● Problem to solve
Reproduce the part of the sliding-versus-tipping solution between "For FBD 2:   →  ∑  F_x" and "block  B  is translating.", inclusive.

● Reading passage
Solution:  (Continued)

   For FBD 1:      ↑ ∑ F_y  =  0 ,      N  ˗  Mg  =  0                                (1)    

                   →  ∑  F_x = M a_B ,       F =  M a_B                                      (2)

   For FBD 2:   →  ∑  F_x = m a_C ,       P  ˗  F  =  m a_C           So  P  =  F  +  m a_C             (3)

For sliding to impend   F  =  μ N  =  μ Mg     So by eq. (2)      μMg  =  M a_B    and   a_B  =  μ g

But if sliding motion impends    a_B  =  a_C     and from eq. (3)         P  =  μ (M + m) g       (result)

For tipping to impend the normal force acts at the corner A of block B.  Then summing moments

taking counterclockwise as positive:  Note:  α  =  0 k  since block  B  is translating.

      M_B  =  0 k       F(h/2)  ˗ Mg(h/6)  =  0   and   F  =  (1/3)  Mg                          (4)

 Then eqs (2) and (4) give                                   a_B  = (1/3) g                                (5)

Again if tipping impends     a_C  =  a_B             and from eq. (3 )

             P  =  (1/3)Mg + m (1/3)g  or   P  =  (1/3)(M+m)g                (result if tipping impends)

Now if friction is such that  μ = 1/4  sliding impends when    P  =  (1/4) (M + m)g.

So for  μ = 1/4,  sliding will impend before tipping.          (result)

Dataset items
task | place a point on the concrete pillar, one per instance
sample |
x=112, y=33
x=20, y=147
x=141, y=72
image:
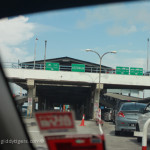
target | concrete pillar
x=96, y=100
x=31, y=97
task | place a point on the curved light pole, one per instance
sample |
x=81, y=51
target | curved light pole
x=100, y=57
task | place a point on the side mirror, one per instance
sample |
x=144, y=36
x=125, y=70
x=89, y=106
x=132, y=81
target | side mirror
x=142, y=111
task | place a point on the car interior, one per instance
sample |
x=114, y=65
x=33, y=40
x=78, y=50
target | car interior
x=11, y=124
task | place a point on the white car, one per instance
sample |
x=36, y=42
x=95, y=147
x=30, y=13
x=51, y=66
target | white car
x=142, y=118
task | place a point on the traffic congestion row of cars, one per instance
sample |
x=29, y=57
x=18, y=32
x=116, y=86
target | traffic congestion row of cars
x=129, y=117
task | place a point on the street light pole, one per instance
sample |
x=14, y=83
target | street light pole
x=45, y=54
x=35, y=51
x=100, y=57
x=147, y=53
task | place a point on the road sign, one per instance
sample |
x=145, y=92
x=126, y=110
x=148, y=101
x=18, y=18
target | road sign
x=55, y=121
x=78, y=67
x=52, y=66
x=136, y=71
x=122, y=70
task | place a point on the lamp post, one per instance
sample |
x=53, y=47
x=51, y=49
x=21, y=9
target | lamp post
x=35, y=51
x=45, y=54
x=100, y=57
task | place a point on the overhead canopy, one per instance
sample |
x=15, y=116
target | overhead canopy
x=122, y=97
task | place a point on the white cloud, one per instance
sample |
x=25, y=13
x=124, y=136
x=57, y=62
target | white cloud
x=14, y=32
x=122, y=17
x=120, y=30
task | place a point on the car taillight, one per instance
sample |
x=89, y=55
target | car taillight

● Task result
For FBD 2:   →  ∑  F_x = m a_C ,       P  ˗  F  =  m a_C           So  P  =  F  +  m a_C             (3)

For sliding to impend   F  =  μ N  =  μ Mg     So by eq. (2)      μMg  =  M a_B    and   a_B  =  μ g

But if sliding motion impends    a_B  =  a_C     and from eq. (3)         P  =  μ (M + m) g       (result)

For tipping to impend the normal force acts at the corner A of block B.  Then summing moments

taking counterclockwise as positive:  Note:  α  =  0 k  since block  B  is translating.